### INFORMATION PROVIDED ###
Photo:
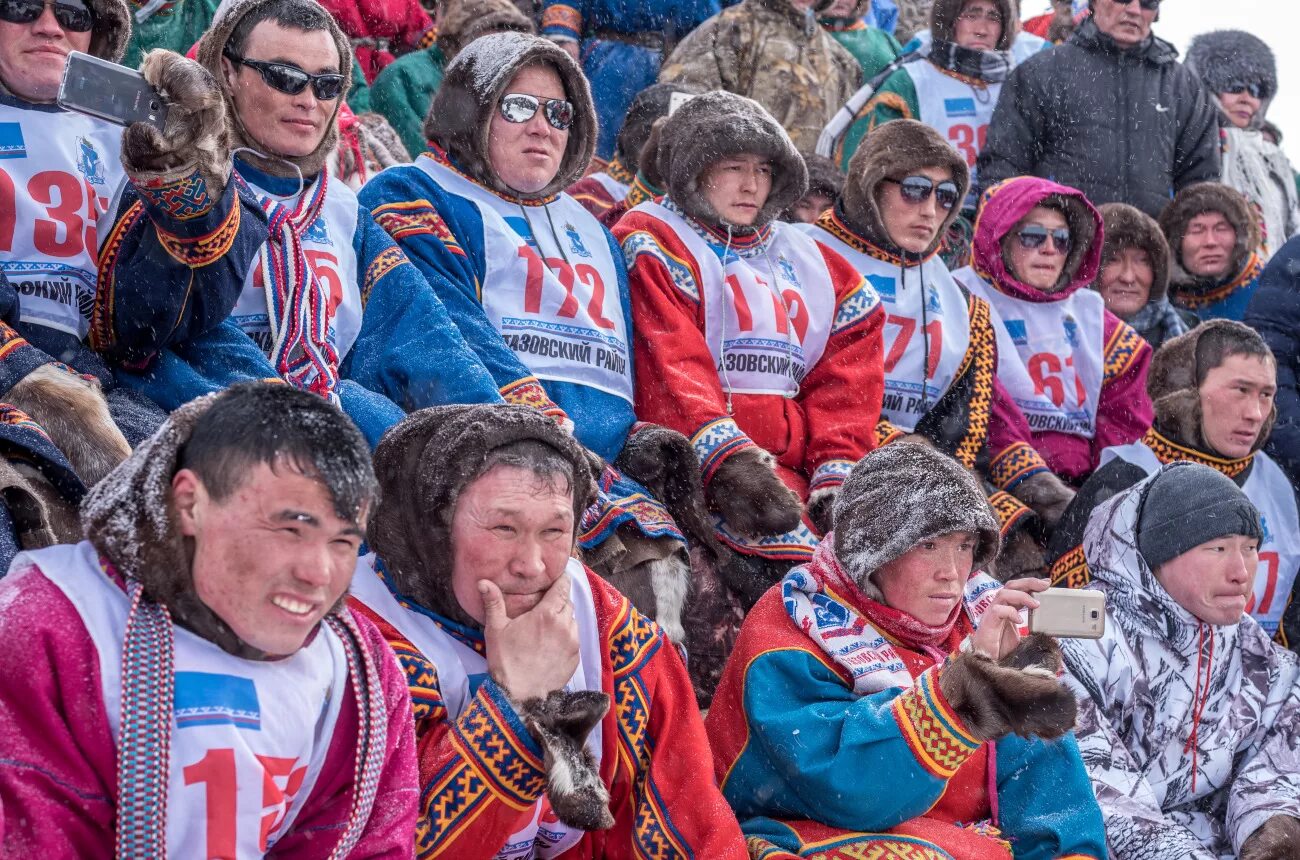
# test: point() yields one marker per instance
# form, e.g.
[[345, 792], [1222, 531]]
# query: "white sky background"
[[1274, 21]]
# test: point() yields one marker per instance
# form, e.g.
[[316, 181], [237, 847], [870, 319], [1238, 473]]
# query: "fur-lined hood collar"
[[1005, 204], [462, 112]]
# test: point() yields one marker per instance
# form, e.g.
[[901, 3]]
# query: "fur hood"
[[944, 13], [1173, 383], [1226, 57], [463, 21], [1199, 199], [1130, 227], [900, 495], [896, 151], [714, 126], [1005, 204], [424, 463], [462, 111], [211, 48]]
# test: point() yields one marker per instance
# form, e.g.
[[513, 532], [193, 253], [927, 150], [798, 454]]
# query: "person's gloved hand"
[[195, 130], [749, 495]]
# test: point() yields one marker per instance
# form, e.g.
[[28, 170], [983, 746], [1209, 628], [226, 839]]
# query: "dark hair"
[[300, 14], [1221, 342], [255, 422]]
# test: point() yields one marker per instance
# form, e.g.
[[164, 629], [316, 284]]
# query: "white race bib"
[[551, 292], [60, 172], [1049, 356]]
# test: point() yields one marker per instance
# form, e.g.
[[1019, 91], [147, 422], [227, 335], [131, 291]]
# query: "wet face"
[[911, 226], [273, 557], [737, 187], [281, 124], [1125, 282], [33, 56], [1041, 266], [527, 156], [514, 529], [927, 581], [1207, 247], [1213, 581], [1236, 399], [1240, 107], [810, 207], [1125, 22], [979, 26]]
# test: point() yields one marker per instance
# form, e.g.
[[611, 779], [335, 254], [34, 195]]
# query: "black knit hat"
[[1188, 504]]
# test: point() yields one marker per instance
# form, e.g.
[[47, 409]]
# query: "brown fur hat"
[[896, 151], [211, 48], [1129, 227], [460, 114], [902, 494], [424, 463], [1179, 368], [714, 126], [944, 13], [1199, 199], [463, 21]]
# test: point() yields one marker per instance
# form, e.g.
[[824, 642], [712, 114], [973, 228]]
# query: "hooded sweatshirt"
[[1073, 368], [1187, 729]]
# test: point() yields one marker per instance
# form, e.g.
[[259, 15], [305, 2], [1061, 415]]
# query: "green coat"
[[403, 92]]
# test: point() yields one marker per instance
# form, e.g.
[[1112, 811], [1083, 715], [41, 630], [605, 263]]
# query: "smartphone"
[[109, 91], [1070, 613]]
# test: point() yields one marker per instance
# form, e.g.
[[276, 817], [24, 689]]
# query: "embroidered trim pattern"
[[932, 732]]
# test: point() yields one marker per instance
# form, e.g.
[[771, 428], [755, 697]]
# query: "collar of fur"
[[1199, 199], [472, 86], [1131, 227], [423, 464], [1005, 204], [1175, 396], [209, 56], [896, 151], [716, 125]]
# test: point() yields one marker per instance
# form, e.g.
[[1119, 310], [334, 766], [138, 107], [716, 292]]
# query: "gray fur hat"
[[714, 126], [900, 495], [462, 112]]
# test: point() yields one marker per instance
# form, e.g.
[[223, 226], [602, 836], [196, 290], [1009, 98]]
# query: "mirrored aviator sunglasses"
[[520, 107], [73, 16], [918, 190]]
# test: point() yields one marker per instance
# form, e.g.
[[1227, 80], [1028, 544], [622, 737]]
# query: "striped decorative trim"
[[1071, 570], [1014, 464], [934, 733]]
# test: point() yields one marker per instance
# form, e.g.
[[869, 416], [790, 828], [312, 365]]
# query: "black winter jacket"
[[1127, 126]]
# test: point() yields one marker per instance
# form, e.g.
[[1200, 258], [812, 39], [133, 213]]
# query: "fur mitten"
[[74, 415], [1278, 838], [195, 131], [1047, 494], [560, 724], [750, 496], [1019, 694]]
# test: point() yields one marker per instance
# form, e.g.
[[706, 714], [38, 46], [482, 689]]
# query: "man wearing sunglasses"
[[1110, 112]]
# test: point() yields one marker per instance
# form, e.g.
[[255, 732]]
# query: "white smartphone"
[[109, 91], [1070, 613]]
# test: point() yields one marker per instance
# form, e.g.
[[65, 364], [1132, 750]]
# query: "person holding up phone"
[[1188, 713]]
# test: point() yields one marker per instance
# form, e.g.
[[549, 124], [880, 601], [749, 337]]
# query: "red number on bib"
[[216, 771]]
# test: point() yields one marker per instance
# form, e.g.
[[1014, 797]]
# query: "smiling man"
[[200, 634], [1213, 391]]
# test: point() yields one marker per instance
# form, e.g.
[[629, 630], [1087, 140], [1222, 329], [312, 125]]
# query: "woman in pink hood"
[[1075, 369]]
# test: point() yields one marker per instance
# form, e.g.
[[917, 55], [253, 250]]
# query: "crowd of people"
[[456, 426]]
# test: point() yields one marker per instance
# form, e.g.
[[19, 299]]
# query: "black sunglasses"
[[72, 16], [918, 190], [520, 107], [1035, 237], [291, 79]]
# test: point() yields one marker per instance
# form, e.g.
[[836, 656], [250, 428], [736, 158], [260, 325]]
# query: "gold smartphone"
[[1069, 613]]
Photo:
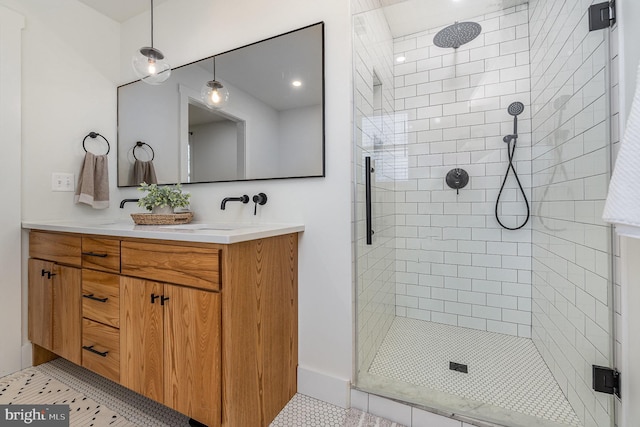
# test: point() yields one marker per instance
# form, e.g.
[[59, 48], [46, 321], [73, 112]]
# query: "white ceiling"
[[121, 10], [412, 16]]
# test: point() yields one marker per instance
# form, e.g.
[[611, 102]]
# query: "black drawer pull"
[[90, 296], [94, 254], [48, 273], [94, 351]]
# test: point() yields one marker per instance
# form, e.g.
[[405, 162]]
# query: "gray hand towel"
[[93, 182], [143, 171]]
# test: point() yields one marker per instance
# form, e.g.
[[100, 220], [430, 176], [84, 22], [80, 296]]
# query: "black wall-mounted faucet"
[[125, 201], [259, 199], [244, 199]]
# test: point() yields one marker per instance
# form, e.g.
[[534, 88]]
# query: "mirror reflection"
[[271, 127]]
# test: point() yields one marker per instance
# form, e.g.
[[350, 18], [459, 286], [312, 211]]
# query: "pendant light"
[[213, 93], [149, 63]]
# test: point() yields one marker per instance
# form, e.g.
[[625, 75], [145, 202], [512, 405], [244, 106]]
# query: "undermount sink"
[[204, 227]]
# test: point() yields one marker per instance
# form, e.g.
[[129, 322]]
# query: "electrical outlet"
[[62, 181]]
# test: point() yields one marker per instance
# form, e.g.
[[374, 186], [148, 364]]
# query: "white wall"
[[628, 18], [67, 53], [73, 60], [214, 151], [11, 24], [300, 147]]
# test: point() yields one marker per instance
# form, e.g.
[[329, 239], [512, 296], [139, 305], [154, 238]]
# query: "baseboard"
[[336, 391], [27, 355]]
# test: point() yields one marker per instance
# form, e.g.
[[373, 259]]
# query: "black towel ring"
[[95, 135], [140, 144]]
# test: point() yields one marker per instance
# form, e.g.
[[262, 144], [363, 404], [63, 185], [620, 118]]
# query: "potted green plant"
[[163, 200]]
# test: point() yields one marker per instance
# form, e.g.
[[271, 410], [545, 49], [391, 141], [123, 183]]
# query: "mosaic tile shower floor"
[[503, 370]]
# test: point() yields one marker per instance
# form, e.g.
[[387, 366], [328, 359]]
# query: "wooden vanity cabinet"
[[54, 295], [209, 330], [170, 340]]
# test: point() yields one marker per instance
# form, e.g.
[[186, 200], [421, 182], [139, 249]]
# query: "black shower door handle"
[[367, 196]]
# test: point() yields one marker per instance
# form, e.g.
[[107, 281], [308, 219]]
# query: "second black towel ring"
[[94, 135], [140, 144]]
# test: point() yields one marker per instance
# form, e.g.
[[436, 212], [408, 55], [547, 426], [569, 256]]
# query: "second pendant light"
[[213, 93]]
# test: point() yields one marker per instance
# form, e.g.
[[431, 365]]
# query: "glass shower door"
[[439, 265]]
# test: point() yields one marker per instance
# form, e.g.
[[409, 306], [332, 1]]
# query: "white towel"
[[93, 182], [622, 207]]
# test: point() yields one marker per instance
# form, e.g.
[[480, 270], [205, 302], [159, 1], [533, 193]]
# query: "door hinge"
[[606, 380], [602, 15]]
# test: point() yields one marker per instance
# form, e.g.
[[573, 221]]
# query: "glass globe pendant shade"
[[150, 66], [214, 94]]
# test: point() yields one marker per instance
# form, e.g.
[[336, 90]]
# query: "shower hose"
[[511, 151]]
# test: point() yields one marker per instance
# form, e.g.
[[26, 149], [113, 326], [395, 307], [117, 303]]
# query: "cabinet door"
[[141, 337], [67, 313], [40, 303], [192, 353]]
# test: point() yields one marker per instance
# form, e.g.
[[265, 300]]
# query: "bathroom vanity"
[[200, 319]]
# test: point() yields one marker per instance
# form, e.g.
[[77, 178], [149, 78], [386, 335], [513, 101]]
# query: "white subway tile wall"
[[374, 133], [570, 171], [456, 265]]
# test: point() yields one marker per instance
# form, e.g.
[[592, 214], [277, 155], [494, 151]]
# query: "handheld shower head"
[[516, 108]]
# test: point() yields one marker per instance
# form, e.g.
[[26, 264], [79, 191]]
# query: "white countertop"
[[207, 232]]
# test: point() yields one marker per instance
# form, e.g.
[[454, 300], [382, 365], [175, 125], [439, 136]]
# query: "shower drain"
[[458, 367]]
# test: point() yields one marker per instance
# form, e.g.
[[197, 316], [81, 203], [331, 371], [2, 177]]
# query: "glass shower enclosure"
[[481, 163]]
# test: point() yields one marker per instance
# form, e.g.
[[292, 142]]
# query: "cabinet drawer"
[[101, 297], [101, 349], [101, 254], [184, 265], [61, 248]]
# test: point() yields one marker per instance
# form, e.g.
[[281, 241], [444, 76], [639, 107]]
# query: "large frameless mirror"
[[271, 127]]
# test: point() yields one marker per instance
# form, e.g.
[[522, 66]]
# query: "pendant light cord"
[[511, 151], [151, 23]]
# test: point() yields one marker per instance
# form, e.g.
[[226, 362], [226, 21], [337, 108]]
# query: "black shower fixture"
[[457, 34], [514, 109]]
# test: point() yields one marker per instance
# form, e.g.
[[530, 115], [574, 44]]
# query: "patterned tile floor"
[[504, 371], [301, 411]]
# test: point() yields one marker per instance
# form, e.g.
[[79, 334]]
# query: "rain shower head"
[[457, 34], [516, 108]]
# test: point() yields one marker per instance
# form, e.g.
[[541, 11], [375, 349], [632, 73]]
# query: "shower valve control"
[[457, 178]]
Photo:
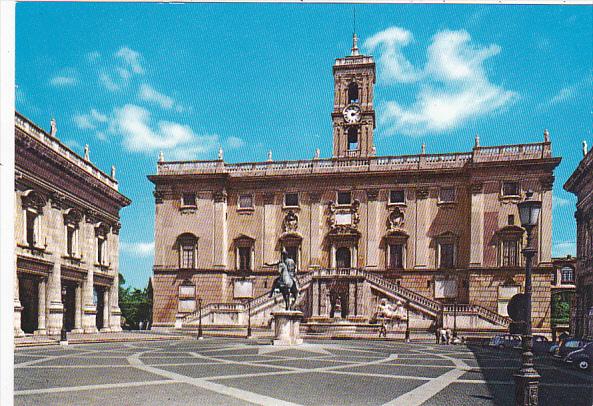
###
PROBLEM DETAILS:
Lay out the records from their start through the line containing "[[1005, 204], [462, 112]]" as a Markdown table with the columns Row and Line, one numbered row per line and blank lines skipped. Leave the pictures out of the table.

ANSWER:
| Row | Line |
|---|---|
| 1 | Photo: |
| 2 | # test: point() yields one marker per instance |
| 3 | # form, e.g. |
| 4 | [[345, 792], [1222, 531]] |
| 5 | # query: "white sky background" |
| 6 | [[1274, 21]] |
| 7 | # test: point() yields one marker per instance |
| 8 | # form, e.g. |
| 9 | [[316, 181], [237, 847], [870, 319], [1238, 473]] |
| 10 | # query: "fur-lined hood collar" |
| 11 | [[1005, 204], [462, 112]] |